Text.

Delaware and New Jersey advance bills to ban crypto ATMs as US scam complaints top $388 million

Delaware and New Jersey have both moved bills that would effectively ban cryptocurrency ATMs, adding to a state-level crackdown that is already spreading across the US. For PSPs, acquirers, and cash-in/cash-out operators, the key point is simple: the regulatory window for kiosk-style crypto access is closing fast, and lawmakers are now writing the rules around scam exposure rather than around crypto use itself.

  1. The Delaware House Economic Committee passed House Bill 441 to the full chamber on Tuesday. The bill would ban owning, installing, or operating a cryptocurrency kiosk, and it also targets fiat-to-crypto sales that “replicate or substitute” crypto ATMs, including through point-of-sale systems or cashiers.
  2. Delaware’s bill gives operators 90 days after signing for removal of any crypto ATMs. It also sets penalties of up to $10,000 for violations. If a kiosk is found operating, it must refund its fees to all users or pay into a consumer protection fund if users cannot be identified.
  3. New Jersey’s Senate Commerce Committee unanimously voted on Monday to send its bill to the full chamber. The New Jersey measure would ban owning, controlling, installing, managing, selling, or offering to sell a crypto ATM, citing “a significant rise in scams associated with their use.” Penalties start at up to $10,000 for a first offense and double to $20,000 for subsequent offenses.
  4. The Delaware sponsor, Representative Cyndie Romer, said crypto ATMs “reduce digital currency to a predatory cash grab.” She also pointed to fee economics: regular crypto traders generally do not use crypto ATMs because fees can be upwards of 20% of the transaction value, versus 0.4% to 1% for online exchanges. That fee gap is part of why kiosks remain attractive to scammers and unattractive to normal flow.

(Rows from a box-labeling dataset)
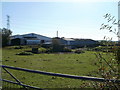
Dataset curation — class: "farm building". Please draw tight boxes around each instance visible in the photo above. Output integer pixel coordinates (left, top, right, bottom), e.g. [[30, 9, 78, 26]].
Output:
[[10, 33, 52, 45], [55, 38, 99, 48]]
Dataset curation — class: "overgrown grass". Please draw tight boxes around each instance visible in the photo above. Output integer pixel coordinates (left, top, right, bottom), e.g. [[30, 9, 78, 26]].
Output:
[[2, 47, 113, 88]]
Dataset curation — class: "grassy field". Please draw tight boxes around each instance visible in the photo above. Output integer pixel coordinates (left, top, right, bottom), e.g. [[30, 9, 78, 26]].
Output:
[[2, 47, 112, 88]]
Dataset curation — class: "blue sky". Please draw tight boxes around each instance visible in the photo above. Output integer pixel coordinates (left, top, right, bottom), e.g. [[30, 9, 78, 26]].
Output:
[[0, 2, 118, 40]]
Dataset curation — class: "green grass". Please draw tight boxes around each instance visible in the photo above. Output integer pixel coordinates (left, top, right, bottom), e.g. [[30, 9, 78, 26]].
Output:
[[2, 47, 111, 88]]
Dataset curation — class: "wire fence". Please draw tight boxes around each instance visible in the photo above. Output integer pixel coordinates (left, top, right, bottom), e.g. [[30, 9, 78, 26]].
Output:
[[1, 65, 120, 90]]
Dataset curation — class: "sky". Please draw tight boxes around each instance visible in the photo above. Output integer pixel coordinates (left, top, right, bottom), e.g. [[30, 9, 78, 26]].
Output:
[[0, 1, 118, 40]]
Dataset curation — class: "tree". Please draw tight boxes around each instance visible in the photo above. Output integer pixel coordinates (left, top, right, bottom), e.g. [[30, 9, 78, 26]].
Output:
[[52, 37, 64, 52], [1, 28, 12, 47]]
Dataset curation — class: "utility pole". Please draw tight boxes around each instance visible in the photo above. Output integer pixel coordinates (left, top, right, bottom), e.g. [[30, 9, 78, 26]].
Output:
[[57, 31, 58, 37], [7, 15, 10, 29]]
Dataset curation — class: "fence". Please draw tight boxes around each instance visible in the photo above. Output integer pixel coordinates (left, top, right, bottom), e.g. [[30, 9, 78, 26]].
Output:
[[1, 65, 120, 89]]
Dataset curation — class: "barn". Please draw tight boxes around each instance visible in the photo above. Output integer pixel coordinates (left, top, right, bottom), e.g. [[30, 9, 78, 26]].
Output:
[[9, 33, 52, 45]]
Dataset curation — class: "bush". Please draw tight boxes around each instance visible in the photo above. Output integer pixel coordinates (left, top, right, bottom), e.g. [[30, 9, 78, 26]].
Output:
[[14, 46, 23, 49], [39, 48, 47, 53], [63, 48, 72, 52], [16, 52, 33, 55], [74, 49, 85, 54]]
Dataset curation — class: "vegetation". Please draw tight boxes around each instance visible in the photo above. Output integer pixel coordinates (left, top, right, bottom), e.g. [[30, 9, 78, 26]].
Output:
[[2, 46, 116, 88]]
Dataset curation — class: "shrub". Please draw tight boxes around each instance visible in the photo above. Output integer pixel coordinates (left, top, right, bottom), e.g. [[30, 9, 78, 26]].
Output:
[[75, 49, 84, 54], [16, 52, 33, 55], [14, 46, 23, 49], [39, 47, 47, 53], [63, 48, 72, 52]]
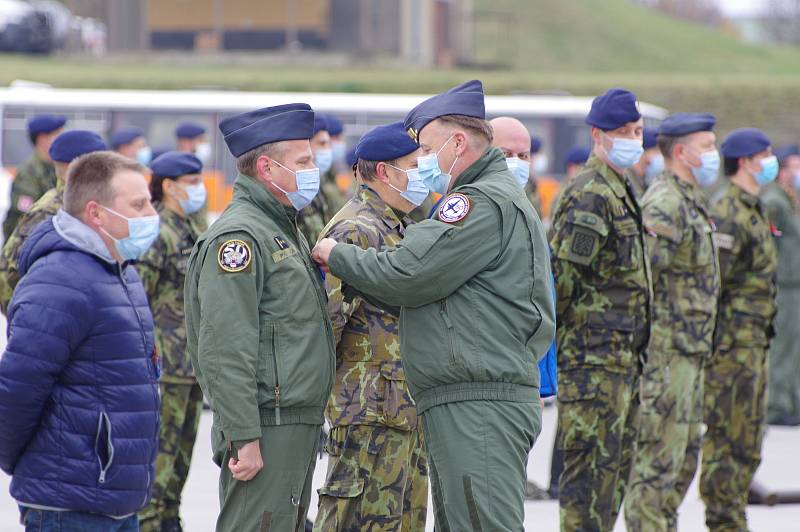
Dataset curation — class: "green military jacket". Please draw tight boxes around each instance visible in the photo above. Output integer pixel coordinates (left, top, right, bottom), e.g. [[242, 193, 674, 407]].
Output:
[[550, 155, 652, 370], [0, 181, 64, 314], [329, 148, 555, 413], [323, 187, 417, 430], [184, 174, 335, 442], [3, 153, 57, 238], [136, 203, 201, 384], [642, 172, 720, 357], [712, 184, 778, 348]]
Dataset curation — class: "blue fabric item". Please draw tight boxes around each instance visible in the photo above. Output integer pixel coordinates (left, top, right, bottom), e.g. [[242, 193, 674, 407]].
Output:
[[0, 210, 159, 517], [586, 88, 642, 131], [150, 151, 203, 178], [219, 103, 314, 157], [28, 115, 67, 135], [355, 122, 419, 161], [721, 127, 772, 158], [660, 113, 717, 138], [403, 79, 486, 142], [175, 122, 206, 139], [48, 129, 108, 163]]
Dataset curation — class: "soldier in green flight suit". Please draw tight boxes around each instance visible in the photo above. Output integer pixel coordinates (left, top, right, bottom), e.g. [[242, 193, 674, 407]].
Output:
[[314, 81, 555, 532], [314, 122, 428, 532], [700, 128, 778, 532], [625, 113, 720, 532], [184, 103, 335, 532], [3, 115, 67, 238], [137, 151, 211, 532], [0, 129, 108, 314], [550, 89, 652, 531]]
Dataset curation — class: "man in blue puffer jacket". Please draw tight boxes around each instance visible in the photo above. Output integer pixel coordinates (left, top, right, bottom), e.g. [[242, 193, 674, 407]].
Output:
[[0, 152, 159, 532]]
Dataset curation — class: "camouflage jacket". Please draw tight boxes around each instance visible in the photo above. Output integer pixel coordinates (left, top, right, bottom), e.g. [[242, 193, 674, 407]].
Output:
[[712, 184, 778, 348], [3, 153, 57, 238], [550, 156, 652, 370], [323, 187, 417, 430], [642, 172, 720, 357], [0, 181, 64, 314], [136, 204, 203, 383]]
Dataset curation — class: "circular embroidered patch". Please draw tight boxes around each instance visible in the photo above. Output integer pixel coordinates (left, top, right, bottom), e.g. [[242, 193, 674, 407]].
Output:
[[217, 240, 253, 273], [439, 192, 472, 224]]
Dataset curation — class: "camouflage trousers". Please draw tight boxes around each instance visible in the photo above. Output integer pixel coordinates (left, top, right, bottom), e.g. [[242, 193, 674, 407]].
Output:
[[625, 351, 703, 532], [139, 382, 203, 532], [314, 425, 428, 532], [557, 366, 639, 532], [700, 347, 767, 532]]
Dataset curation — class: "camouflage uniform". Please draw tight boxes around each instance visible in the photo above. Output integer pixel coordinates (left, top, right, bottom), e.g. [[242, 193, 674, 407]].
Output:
[[137, 204, 205, 532], [625, 172, 720, 531], [700, 185, 778, 531], [550, 156, 652, 530], [314, 187, 428, 531], [3, 153, 57, 238], [0, 181, 64, 314]]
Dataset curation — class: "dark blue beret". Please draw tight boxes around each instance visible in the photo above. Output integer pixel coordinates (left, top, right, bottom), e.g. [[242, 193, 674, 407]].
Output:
[[28, 115, 67, 135], [175, 122, 206, 139], [48, 129, 108, 163], [109, 126, 144, 150], [586, 89, 642, 131], [660, 113, 717, 138], [355, 122, 419, 161], [150, 151, 203, 178], [564, 146, 592, 165], [403, 79, 486, 142], [721, 127, 772, 158], [219, 103, 314, 157]]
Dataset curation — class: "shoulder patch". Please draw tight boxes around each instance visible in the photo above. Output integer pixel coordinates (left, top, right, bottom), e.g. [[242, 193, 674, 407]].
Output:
[[217, 240, 253, 273], [439, 192, 472, 224]]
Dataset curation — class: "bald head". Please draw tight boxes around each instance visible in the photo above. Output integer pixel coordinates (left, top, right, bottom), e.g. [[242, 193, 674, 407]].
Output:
[[489, 116, 531, 161]]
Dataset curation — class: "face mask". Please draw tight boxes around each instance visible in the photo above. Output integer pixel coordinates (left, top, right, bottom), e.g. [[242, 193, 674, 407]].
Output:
[[178, 183, 208, 215], [100, 205, 159, 260], [417, 135, 458, 194], [506, 157, 531, 188], [644, 155, 664, 187], [386, 163, 430, 207], [136, 146, 153, 166], [756, 155, 778, 187], [604, 133, 644, 168], [314, 150, 333, 174], [272, 161, 319, 211]]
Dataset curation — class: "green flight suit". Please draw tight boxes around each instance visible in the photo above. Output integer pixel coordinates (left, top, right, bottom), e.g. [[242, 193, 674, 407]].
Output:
[[329, 148, 555, 532], [184, 174, 335, 532]]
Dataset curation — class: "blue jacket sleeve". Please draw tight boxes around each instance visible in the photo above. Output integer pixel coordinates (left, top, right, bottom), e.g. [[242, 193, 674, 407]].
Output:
[[0, 267, 92, 474]]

Directive.
Reproduce the crypto ATM text from "1. The Delaware" to "cannot be identified.", substituting "120 days" for "90 days".

Output for this exercise.
1. The Delaware House Economic Committee passed House Bill 441 to the full chamber on Tuesday. The bill would ban owning, installing, or operating a cryptocurrency kiosk, and it also targets fiat-to-crypto sales that “replicate or substitute” crypto ATMs, including through point-of-sale systems or cashiers.
  2. Delaware’s bill gives operators 120 days after signing for removal of any crypto ATMs. It also sets penalties of up to $10,000 for violations. If a kiosk is found operating, it must refund its fees to all users or pay into a consumer protection fund if users cannot be identified.